Excerpted records:
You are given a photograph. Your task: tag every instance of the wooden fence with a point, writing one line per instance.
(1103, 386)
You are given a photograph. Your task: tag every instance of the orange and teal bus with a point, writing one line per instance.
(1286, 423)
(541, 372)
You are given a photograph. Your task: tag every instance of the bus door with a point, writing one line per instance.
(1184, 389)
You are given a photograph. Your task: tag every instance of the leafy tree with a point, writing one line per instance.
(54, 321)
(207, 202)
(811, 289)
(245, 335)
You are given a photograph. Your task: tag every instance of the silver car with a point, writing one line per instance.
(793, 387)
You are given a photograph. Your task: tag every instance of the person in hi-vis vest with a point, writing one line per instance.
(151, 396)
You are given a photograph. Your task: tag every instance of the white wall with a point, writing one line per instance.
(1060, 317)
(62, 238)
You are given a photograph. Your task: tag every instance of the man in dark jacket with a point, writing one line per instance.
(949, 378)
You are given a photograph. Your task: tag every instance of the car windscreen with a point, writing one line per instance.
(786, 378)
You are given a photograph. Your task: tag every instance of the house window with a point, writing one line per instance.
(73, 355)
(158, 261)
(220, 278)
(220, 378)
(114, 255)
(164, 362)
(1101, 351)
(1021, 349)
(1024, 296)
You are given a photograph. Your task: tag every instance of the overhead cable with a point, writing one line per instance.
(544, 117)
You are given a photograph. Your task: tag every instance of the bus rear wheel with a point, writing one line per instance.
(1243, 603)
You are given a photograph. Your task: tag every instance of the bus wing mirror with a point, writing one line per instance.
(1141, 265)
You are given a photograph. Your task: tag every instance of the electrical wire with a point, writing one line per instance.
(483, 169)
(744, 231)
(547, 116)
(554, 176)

Exercise instructions: Extract each line of the material exactly as it stands.

Problem solution:
You are given a photograph. Your task: tag every instance of the wooden fence with a point, writing one line per instance.
(1103, 386)
You are given a photograph. Your task: tag every instance of the orange and teal bus with a point, writing one line per instance.
(1286, 423)
(541, 372)
You are given a photograph. Your task: tag every instance of the bus door with a point, writing one line per instance.
(1184, 389)
You are given a photograph. Your task: tag every instance of the leafy tree with a point, writing one line per instance.
(54, 321)
(207, 202)
(811, 289)
(245, 335)
You are given a photograph. Your task: tag every instance of the silver car with a point, writing one line per instance.
(793, 387)
You are given a photograph. Your task: tag every instance of the person in hi-vis vest with a point, writing one line per instance.
(151, 396)
You are given a photograph. Your task: tag every instance of the white wall with a point, writing one line per instance.
(1060, 317)
(62, 238)
You are given a photograph. Your task: tag every instance of the man in dark jacket with a point, writing one line per instance.
(949, 378)
You are given a photograph. Your task: tag every instance of the car windscreen with a point, writing one line per instance.
(786, 378)
You are given a photograph. Your task: tag every instance of the house window with a point, writing one line per instance.
(73, 355)
(158, 261)
(220, 278)
(220, 378)
(114, 255)
(164, 362)
(1101, 351)
(1021, 349)
(1024, 296)
You are given a photograph. Your task: tag every instance of the overhead cable with a point, writing one line per instance.
(544, 117)
You are given a photograph. Your task: tag every instance of the bus rear wheel with a point, writing one line per instance.
(1243, 603)
You are given a photograph. Your task: tag every instance of the bus wing mirror with a point, writing one line per instance.
(1141, 265)
You are given a photograph. Your task: tag every instance of the electrical wire with a point, writing one line per instance.
(483, 169)
(744, 231)
(547, 116)
(554, 176)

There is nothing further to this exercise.